* **EXTRACTED TEXT**:
+-------+

# Algorithmic Fairness, Accountability, and Ethics, Spring 2023
# Exercise 2

The first three parts require no programming.
The final part requires programming and will be reused for Mandatory Assignment 1.

## Task 1 (basics)

Take a look at the following set of individuals:

![](001.png)

As in the lecture, individuals that have the target (T = 1) are drawn in blue, others (T = 0) are drawn in red. G = 0 refers to the triangle group, G = 1 refers to the circle group. Different to the lecture material, the visual split-up happens by selection status, not by target. 

- Compute the following probabilities: 
  - $\Pr(G = 1)$ 
  - $\Pr(G = 0)$
  - $\Pr(S = 1 \mid G = 1)$
  - $\Pr(S = 1 \mid G = 0)$
  - $\Pr(S = 1 \mid G = 1, T = 1)$
  - $\Pr(S = 1 \mid G = 0, T = 1)$
- Verify the following fairness criteria
  - $G \perp S$ (demographic parity)
  - $G \perp S | T$ (equalized odds)
  - $G \perp T | S$ (equalized outcome)
- In case one of the fairness conditions is not satisfied, change the example to satisfy it. What is the minimum number of changes necessary in each case? 
- Change the example such that all three fairness conditions hold at the same time.

## Task 2 (Other fairness criteria)

Consider the following fairness criteria: $G \perp T$ and $S \perp T$. 

- Find an intuitive explanation of these criteria, respectively. How would you call them?
- Formally write out how you verify the conditions in the case that $G$, $S$, and $T$ are binary.
- Can all criteria $G \perp S$ (demographic parity), $G \perp T$, and $S \perp T$ hold at the same time? If yes, give an example. If no, reason for the impossibility.

## Task 3 (Fairness/Utility-Tradeoff)

**Remark:** You might find it easier to solve this task by writing some code.

Look at the following two picture that presents group and target as usual, but instead of seeing the outcome of the selection, we just see the score. (You can think about it as the grade point average achieved in school.)

![](002.png)

We discuss a classifier that selects all individuals above a certain (maybe group-specific) threshold.

1) Sketch the ROC curve for a threshold based classifier (or actually plot it).
2) Let us say that we are in a situation where a false positive costs us 150 DKK, a true positive gives us 100 DKK.
    - If we want to maximize the profit using a single threshold, which one would it be?
    - If we want to achieve statistical parity by choosing individual threshold values, which thresholds can we choose? Which one provides the best utility, i.e., the largest profit? 
    - At which individual thresholds do you achieve equalized odds in this setting? Which setting achieves the best utility?

## Practical exercise

In this exercise, we will work with a very recently published dataset that collects data from the US Census 2020. The dataset and a description is available at <https://github.com/zykls/folktables>. The features names are described in the appendix of the accompanying paper at <https://arxiv.org/pdf/2108.04884.pdf>.

+-------+

* **RECORDS**:
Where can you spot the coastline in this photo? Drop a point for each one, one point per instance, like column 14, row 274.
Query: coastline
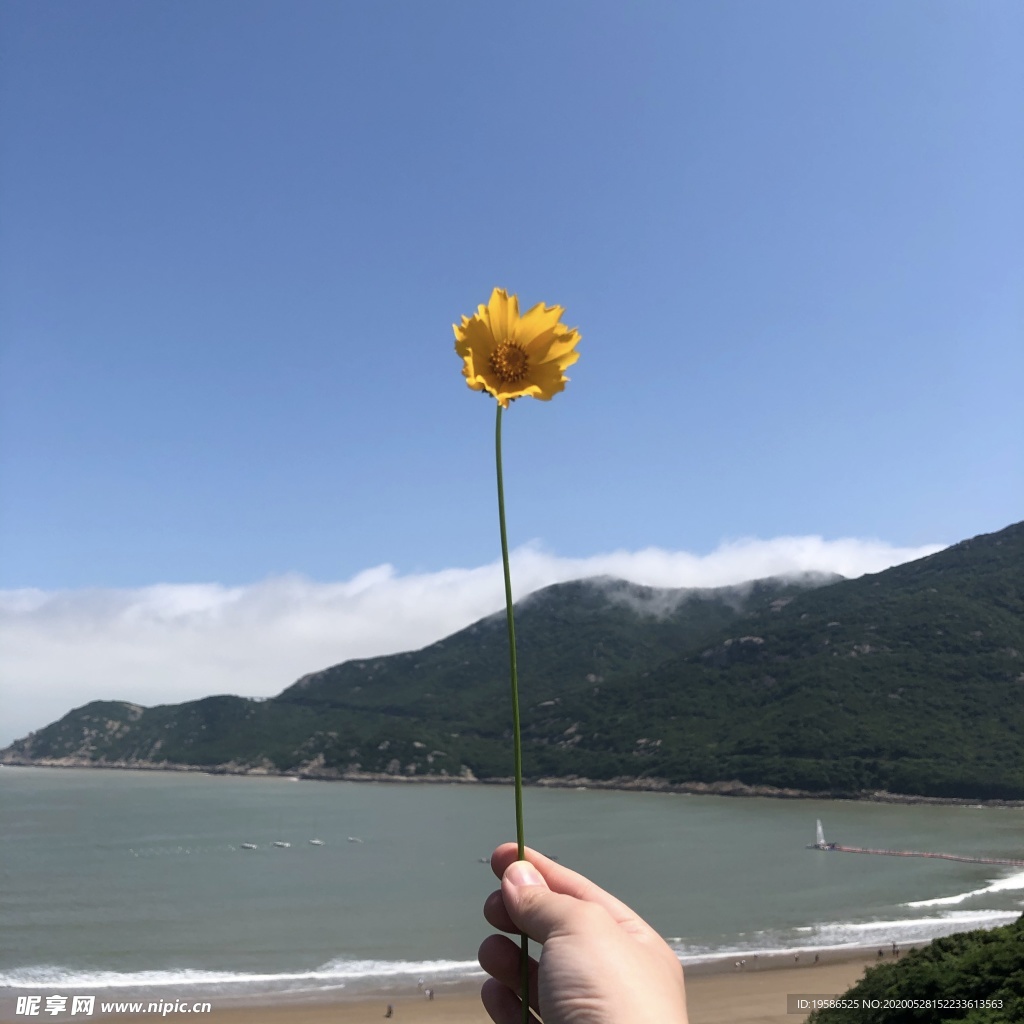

+-------+

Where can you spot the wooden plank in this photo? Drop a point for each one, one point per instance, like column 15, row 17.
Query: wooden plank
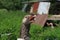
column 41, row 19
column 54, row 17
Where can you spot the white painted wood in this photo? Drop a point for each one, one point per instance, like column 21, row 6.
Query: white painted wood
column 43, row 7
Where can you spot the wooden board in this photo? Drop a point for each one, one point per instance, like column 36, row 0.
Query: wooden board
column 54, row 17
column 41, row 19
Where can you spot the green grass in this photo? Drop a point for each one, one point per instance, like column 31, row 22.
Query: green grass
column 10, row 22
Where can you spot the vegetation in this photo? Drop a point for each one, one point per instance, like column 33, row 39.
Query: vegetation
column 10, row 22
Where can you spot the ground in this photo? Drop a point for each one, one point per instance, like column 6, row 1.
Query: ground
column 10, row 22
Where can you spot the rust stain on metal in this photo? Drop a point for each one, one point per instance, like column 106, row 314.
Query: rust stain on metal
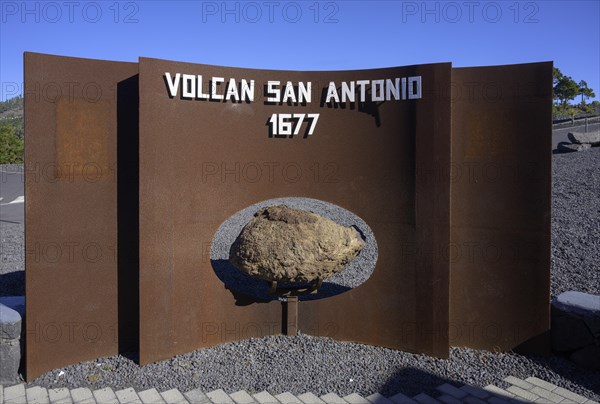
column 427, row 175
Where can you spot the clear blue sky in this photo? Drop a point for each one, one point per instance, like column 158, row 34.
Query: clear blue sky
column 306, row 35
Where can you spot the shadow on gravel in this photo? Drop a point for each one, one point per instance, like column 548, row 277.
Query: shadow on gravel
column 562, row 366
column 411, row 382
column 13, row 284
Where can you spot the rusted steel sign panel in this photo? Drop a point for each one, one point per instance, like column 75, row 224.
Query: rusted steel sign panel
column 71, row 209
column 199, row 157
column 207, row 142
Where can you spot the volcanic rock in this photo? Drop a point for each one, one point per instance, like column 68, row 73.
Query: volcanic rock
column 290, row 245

+-------+

* **WHAT YOU NEED TO DO**:
a) In the fairness exercise sheet, how much does a false positive cost in the Task 3 profit setting?
b) Continue the fairness exercise sheet from where it stops.

* **REPLIES**:
a) 150 DKK

b)
The goal of this exercise is to prepare mandatory assignment 1, in which you will further explore the dataset in terms of fairness and interpretability.

## Task 1 (Installation)

Carry out the installation tasks at <https://github.com/zykls/folktables#basic-installation-instructions>.

After successful installation, you should be able to run the following code to generate a prediction task.

In [8]:
from folktables.acs import adult_filter
from folktables import ACSDataSource, BasicProblem
import numpy as np
from sklearn.model_selection import train_test_split


data_source = ACSDataSource(survey_year='2018', horizon='1-Year', survey='person')
acs_data = data_source.get_data(states=["CA"], download=True)

ACSIncomeNew = BasicProblem(
    features=[
        'AGEP', # include AGE
        'COW', # include class of worker
        'SCHL', # include school education
        'WKHP', # include reported working hours
        'SEX', # include sex
    ],
    target='PINCP',
    target_transform=lambda x: x > 25000,    
    group='SEX',
    preprocess=adult_filter,
    postprocess=lambda x: np.nan_to_num(x, -1),
)

features, label, group = ACSIncomeNew.df_to_numpy(acs_data)

X_train, X_test, y_train, y_test, group_train, group_test = train_test_split(
    features, label, group, test_size=0.2, random_state=0)

After carrying out these steps, you have a training and test datasets that contain the feature vector, group status, and predicted label. 

The prediction task here is to predict whether or not an individual has an income above 25000 USD per year. As group we use male/female (but others are possible from the dataset, e.g., race via the `RAC1P` feature). 

## Task 2 (Initial exploration)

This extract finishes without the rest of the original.